JAKARTA, Berita HUKUM - Mahkamah Konstitusi (MK) menggelar sidang kedua perkara Pengujian Undang-Undang Nomor 2 Tahun 2008 tentang Partai Politik (UU Parpol) yang dimohonkan oleh kader PPP, AH Wakil Kamal, Selasa (21/6). Pada sidang kali ini, Iqbal Tawakkal Pasaribu selaku kuasa hukum Pemohon menyampaikan pokok-pokok perbaikan permohonan perkara No. 45/PUU-XIV/2016 tersebut.
Di hadapan Majelis Hakim yang dipimpin Hakim Konstitusi I Dewa Gede Palguna, Iqbal menyampaikan telah memperbaiki permohonan sesuai saran hakim pada sidang pendahuluan. Salah satu poin perbaikan terletak pada penambahan batu uji. Sebelumnya Pemohon menggunakan batu uji Pasal 27 ayat (1), Pasal 28, Pasal 28D ayat (1), dan Pasal 28E ayat (3) UUD 1945. Setelah diperbaiki, Pemohon juga menggunakan Pasal 1 ayat (2) dan Pasal 1 ayat (3) UUD 1945 sebagai batu uji.
"Kami menambahkan batu uji kami, yaitu di Pasal 1 ayat (2) dan Pasal 1 ayat (3) tentang kedaulatan berada di tangan rakyat dan menyatakan Indonesia adalah negara hukum. Jadi, batu ujinya kami tambahkan, Yang Mulia," ujar Iqbal.

================

> [Daftar Tugas]
1. Salin persis bagian berita sidang MK ini, dimulai dari "JAKARTA, Berita HUKUM" dan berlanjut sampai "sebagai batu uji.".
2. Tuliskan semua pasal UUD 1945 yang menurut berita sidang MK ini dipakai Pemohon sebagai batu uji setelah permohonan diperbaiki.
3. Ringkaslah paragraf dalam berita sidang MK ini yang diawali "Di hadapan Majelis Hakim" menjadi daftar poin singkat tanpa menghilangkan fakta utamanya.

================

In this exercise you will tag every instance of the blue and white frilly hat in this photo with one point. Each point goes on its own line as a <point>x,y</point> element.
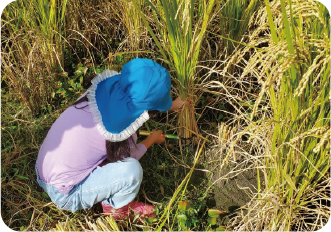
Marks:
<point>119,102</point>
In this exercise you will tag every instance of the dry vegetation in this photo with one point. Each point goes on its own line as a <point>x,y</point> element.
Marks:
<point>259,81</point>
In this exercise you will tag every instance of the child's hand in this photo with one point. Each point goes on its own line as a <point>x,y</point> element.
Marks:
<point>157,137</point>
<point>177,104</point>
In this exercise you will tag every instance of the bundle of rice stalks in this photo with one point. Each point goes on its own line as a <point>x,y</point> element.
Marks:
<point>294,72</point>
<point>181,25</point>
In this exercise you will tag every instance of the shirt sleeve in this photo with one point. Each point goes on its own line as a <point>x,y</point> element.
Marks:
<point>137,150</point>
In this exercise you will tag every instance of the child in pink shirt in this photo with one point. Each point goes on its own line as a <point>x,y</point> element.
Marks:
<point>90,153</point>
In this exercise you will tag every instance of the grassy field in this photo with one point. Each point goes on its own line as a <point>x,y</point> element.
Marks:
<point>257,156</point>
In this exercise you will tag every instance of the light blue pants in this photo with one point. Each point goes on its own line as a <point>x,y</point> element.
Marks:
<point>115,184</point>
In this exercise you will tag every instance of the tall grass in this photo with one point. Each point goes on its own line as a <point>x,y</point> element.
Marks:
<point>32,48</point>
<point>234,20</point>
<point>136,32</point>
<point>294,72</point>
<point>180,28</point>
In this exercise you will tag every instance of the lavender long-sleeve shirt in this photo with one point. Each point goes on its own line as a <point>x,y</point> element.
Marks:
<point>72,148</point>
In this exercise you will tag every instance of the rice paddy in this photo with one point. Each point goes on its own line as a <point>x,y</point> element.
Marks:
<point>253,152</point>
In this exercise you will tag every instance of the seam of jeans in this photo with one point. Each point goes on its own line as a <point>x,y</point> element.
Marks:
<point>131,181</point>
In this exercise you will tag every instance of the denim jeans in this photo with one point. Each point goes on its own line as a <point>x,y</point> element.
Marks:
<point>115,184</point>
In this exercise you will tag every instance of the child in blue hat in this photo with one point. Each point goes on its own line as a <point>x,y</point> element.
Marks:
<point>91,154</point>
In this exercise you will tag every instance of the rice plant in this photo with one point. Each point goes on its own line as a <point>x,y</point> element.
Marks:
<point>234,20</point>
<point>180,30</point>
<point>135,30</point>
<point>294,72</point>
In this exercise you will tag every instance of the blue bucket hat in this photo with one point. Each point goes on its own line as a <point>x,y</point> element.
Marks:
<point>119,102</point>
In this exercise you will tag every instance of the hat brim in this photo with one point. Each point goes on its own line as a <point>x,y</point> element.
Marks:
<point>115,117</point>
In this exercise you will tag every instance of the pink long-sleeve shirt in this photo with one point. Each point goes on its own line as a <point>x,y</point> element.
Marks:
<point>73,147</point>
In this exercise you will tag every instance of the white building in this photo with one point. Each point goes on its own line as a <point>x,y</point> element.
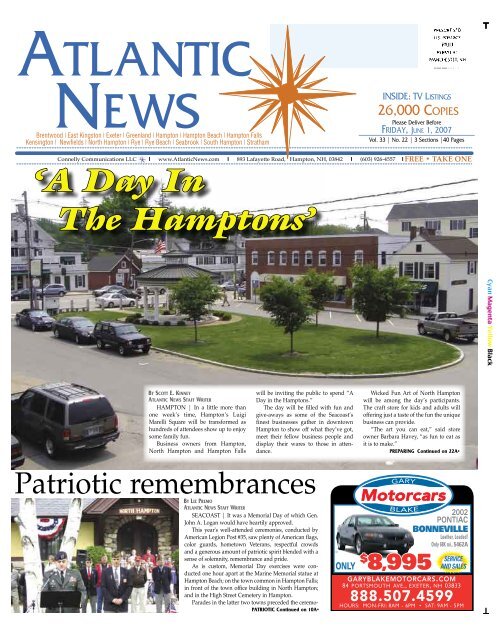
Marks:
<point>225,258</point>
<point>446,267</point>
<point>446,218</point>
<point>65,268</point>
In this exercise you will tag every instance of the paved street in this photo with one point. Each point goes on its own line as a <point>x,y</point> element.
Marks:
<point>39,358</point>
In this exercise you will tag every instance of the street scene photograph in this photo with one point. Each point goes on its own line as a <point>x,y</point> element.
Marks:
<point>95,555</point>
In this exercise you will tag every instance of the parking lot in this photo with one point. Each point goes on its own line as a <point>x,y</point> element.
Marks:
<point>38,358</point>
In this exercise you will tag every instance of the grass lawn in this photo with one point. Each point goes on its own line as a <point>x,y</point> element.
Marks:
<point>254,342</point>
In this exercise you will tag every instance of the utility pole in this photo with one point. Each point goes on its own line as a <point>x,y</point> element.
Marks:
<point>235,257</point>
<point>28,243</point>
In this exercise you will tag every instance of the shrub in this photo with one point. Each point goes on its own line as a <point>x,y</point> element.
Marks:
<point>95,552</point>
<point>223,315</point>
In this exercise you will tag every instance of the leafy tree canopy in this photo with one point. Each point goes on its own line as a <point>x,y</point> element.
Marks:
<point>288,303</point>
<point>378,293</point>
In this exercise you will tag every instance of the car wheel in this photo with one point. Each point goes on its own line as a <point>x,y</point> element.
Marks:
<point>50,447</point>
<point>358,544</point>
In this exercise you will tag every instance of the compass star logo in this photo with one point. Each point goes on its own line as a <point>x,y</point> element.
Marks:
<point>288,94</point>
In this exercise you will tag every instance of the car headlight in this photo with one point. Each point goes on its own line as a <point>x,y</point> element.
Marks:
<point>373,535</point>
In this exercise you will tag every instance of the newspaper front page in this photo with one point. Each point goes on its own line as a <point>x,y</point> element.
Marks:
<point>252,329</point>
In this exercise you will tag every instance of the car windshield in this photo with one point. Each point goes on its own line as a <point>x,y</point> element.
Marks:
<point>371,520</point>
<point>88,410</point>
<point>125,330</point>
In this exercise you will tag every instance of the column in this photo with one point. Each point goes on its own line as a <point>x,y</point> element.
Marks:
<point>156,304</point>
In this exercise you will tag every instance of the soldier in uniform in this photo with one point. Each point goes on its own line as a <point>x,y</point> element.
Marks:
<point>63,579</point>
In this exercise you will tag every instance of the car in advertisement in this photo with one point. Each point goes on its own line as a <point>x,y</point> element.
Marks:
<point>367,533</point>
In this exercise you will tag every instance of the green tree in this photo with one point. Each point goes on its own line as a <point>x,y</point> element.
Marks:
<point>378,293</point>
<point>288,303</point>
<point>95,552</point>
<point>321,288</point>
<point>193,297</point>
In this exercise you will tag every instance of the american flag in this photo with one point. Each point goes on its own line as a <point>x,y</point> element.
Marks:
<point>160,246</point>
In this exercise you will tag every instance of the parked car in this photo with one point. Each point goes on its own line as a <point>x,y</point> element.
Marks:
<point>34,319</point>
<point>370,533</point>
<point>447,325</point>
<point>75,328</point>
<point>63,417</point>
<point>124,337</point>
<point>114,299</point>
<point>54,289</point>
<point>227,286</point>
<point>150,290</point>
<point>16,453</point>
<point>107,289</point>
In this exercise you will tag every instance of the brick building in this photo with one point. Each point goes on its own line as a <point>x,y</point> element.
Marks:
<point>292,256</point>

================

> [Jawaban Tiap Tugas]
1.
JAKARTA, Berita HUKUM - Mahkamah Konstitusi (MK) menggelar sidang kedua perkara Pengujian Undang-Undang Nomor 2 Tahun 2008 tentang Partai Politik (UU Parpol) yang dimohonkan oleh kader PPP, AH Wakil Kamal, Selasa (21/6). Pada sidang kali ini, Iqbal Tawakkal Pasaribu selaku kuasa hukum Pemohon menyampaikan pokok-pokok perbaikan permohonan perkara No. 45/PUU-XIV/2016 tersebut.
Di hadapan Majelis Hakim yang dipimpin Hakim Konstitusi I Dewa Gede Palguna, Iqbal menyampaikan telah memperbaiki permohonan sesuai saran hakim pada sidang pendahuluan. Salah satu poin perbaikan terletak pada penambahan batu uji. Sebelumnya Pemohon menggunakan batu uji Pasal 27 ayat (1), Pasal 28, Pasal 28D ayat (1), dan Pasal 28E ayat (3) UUD 1945. Setelah diperbaiki, Pemohon juga menggunakan Pasal 1 ayat (2) dan Pasal 1 ayat (3) UUD 1945 sebagai batu uji.

2.
- Pasal 27 ayat (1)
- Pasal 28
- Pasal 28D ayat (1)
- Pasal 28E ayat (3)
- Pasal 1 ayat (2)
- Pasal 1 ayat (3)

3.
- Majelis Hakim dipimpin Hakim Konstitusi I Dewa Gede Palguna.
- Iqbal menyatakan permohonan telah diperbaiki sesuai saran hakim pada sidang pendahuluan.
- Salah satu perbaikan adalah penambahan batu uji.
- Batu uji semula: Pasal 27 ayat (1), Pasal 28, Pasal 28D ayat (1), dan Pasal 28E ayat (3) UUD 1945.
- Batu uji tambahan: Pasal 1 ayat (2) dan Pasal 1 ayat (3) UUD 1945.